= DOCUMENT EXCERPT =
↓

Discussion in 'Electronic Repair' started by xepa001, Nov 28, 2003.

  1. xepa001

    xepa001 Guest

    I'm writing this as a post-mortem, but I secretely hope I'm wrong...

    I spent thousands on computer crap, and now I'm broke. I had to promise I
    quit it, and then a $50 APEX DVD player stuck to me at Wal*Mart. I took it
    home, faced the music and after many moons I was forgiven. The DVD
    collection began growing.

    At some point it stopped working. It got progressively worse: gets stuck at
    a scene, then it would recover, then it didn't on some DVDs, then it didn't
    on most DVDs, then it ceased loading the root menu.

    I tried to clean the lens. It didn't work with the "lens cleaner" CD, but
    then I heard it rarely does. I opened the box and went at it.

    It still didn't work, but testing it with the lid off, I noticed a nasty
    "grinding" sound in the vicinity of the spindle. I put a drop of gun oil and
    it got better, but I'm afraid I got to it too late: it's plastic on
    plastic... I think the increased play suggested by noisy operation causes
    loss of positioning accurracy, which leads to loss of tracking, especially
    on used DVDs which are already scratched and dirty.

    Theoretically I should change the worn parts, but they seem to not be easily
    separated from the rest. Plus how long will it last again? Not to mention
    difficulty to find parts, cost and the chance it won't fix things after all.
    So it would make more sense to just get another one, with better quality
    parts - so more expensive. But that has to wait I'm afraid.
     
  2. Ken G.

    Ken G. Guest

    Apex is one of the worst . None of them are ment to last long under
    steady use . Throw it away & get a new one .
    This time of year there will be low prices i just saw a Radio Shack
    commercial on tv advertising 29$ dvd players . buy 2 or 3 then just
    throw them away when they break :)
     
  3. Jerry G.

    Jerry G. Guest

    The average consumer DVD players, unless it is a high end expensive model,
    are not designed as serviceable. Your player is a very low cost unit, and
    there is no infostructure for spare parts and service. For most of these
    models, the dealers are instructed to directly give the customer a new
    machine during the warranty period.

    From your description, the laser assembly may to be replaced to make it work
    again. In many of the DVD player models, this comes as a complete assembly.
    Once changed, the tech has to have the necessary service information, and
    instrument set-ups to re-align the player. On a low cost machine this is
    out of the question.

    Considering a DVD player that is under $150 or so, there is no way after
    warranty to justify the cost of servicing it. An hour of labour plus the
    parts on a player that is a few years old, would be more than the value of
    the machine.

↑

= EXCERPTED DATA =
↓

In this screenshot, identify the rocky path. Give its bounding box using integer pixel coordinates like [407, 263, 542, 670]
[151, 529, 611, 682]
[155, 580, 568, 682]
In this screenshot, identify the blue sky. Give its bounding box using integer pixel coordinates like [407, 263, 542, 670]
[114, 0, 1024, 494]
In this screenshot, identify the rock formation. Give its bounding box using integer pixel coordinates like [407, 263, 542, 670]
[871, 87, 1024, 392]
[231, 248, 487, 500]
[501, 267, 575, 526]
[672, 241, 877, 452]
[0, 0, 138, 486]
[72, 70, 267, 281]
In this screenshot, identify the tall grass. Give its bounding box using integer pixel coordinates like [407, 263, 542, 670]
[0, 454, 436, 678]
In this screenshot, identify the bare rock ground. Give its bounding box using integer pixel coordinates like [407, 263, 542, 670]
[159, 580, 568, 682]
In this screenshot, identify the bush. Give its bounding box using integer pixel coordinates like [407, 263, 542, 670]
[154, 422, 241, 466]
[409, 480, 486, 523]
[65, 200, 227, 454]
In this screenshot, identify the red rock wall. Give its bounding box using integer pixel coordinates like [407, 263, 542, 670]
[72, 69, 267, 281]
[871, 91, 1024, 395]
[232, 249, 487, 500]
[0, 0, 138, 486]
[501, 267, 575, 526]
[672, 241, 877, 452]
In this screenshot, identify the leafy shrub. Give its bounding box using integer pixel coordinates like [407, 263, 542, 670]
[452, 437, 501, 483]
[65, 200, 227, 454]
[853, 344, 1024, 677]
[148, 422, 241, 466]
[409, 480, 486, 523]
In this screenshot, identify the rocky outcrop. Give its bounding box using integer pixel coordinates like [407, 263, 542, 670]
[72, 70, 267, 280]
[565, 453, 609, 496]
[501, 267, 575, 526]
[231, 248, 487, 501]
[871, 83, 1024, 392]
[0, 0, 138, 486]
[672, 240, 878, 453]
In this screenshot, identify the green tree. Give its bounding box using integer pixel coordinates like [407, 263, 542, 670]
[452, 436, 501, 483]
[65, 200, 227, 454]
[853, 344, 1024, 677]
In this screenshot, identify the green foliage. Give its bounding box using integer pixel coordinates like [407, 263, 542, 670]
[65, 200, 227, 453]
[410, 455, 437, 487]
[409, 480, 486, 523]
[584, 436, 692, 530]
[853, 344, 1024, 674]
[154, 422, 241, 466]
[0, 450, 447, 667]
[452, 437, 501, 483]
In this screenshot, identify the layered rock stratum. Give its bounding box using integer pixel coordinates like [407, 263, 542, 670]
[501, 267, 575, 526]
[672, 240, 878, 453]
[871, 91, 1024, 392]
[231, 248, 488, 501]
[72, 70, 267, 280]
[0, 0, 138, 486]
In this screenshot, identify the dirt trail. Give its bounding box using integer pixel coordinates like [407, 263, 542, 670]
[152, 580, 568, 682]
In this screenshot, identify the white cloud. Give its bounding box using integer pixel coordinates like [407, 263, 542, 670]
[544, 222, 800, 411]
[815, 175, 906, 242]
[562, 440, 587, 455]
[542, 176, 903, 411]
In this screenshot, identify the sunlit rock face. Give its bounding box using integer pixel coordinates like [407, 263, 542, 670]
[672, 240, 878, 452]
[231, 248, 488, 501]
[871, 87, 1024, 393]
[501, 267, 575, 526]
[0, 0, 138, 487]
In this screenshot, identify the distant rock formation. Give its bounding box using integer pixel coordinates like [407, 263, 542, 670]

↑

= TASK INSTRUCTIONS =
**A.** According to the DVD player repair thread, how much did the APEX DVD player cost, and where was it bought?
**B.** List every drawback the first poster in the DVD player repair thread gives against replacing the worn parts.
**C.** Write the next part of the DVD player repair thread, starting after its final sentence.
The records play no part in what comes next.

= ANSWERS TO THE PROBLEMS =
**A.** It cost $50 at Wal*Mart.

**B.**
- The worn parts don't seem easily separated from the rest.
- It's unclear how long the player would last again.
- Parts are hard to find.
- There is the cost.
- There is a chance the replacement won't fix things after all.

**C.**
    During the warranty period, the manufactures send the user a new machine if
    it breaks down, unless it is a very expensive model that pays to service.
    This is with many of the appliances and home devices of today.

    I myself bought a new Panasonic 2.4 Gigarange phone. It stopped working on
    me about 2 months after I bought it. I brought it back. The dealer went to
    the back of the store and brought out another new one, and took mine. He
    told me that the old one is going back to be verified, and then to the
    crusher.

    --

    Greetings,

    Jerry Greenberg GLG Technologies GLG
    =========================================
    WebPage http://www.zoom-one.com
    Electronics http://www.zoom-one.com/electron.htm
    =========================================


    I'm writing this as a post-mortem, but I secretely hope I'm wrong...

    I spent thousands on computer crap, and now I'm broke. I had to promise I
    quit it, and then a $50 APEX DVD player stuck to me at Wal*Mart. I took it
    home, faced the music and after many moons I was forgiven. The DVD
    collection began growing.

    At some point it stopped working. It got progressively worse: gets stuck at
    a scene, then it would recover, then it didn't on some DVDs, then it didn't
    on most DVDs, then it ceased loading the root menu.

    I tried to clean the lens. It didn't work with the "lens cleaner" CD, but
    then I heard it rarely does. I opened the box and went at it.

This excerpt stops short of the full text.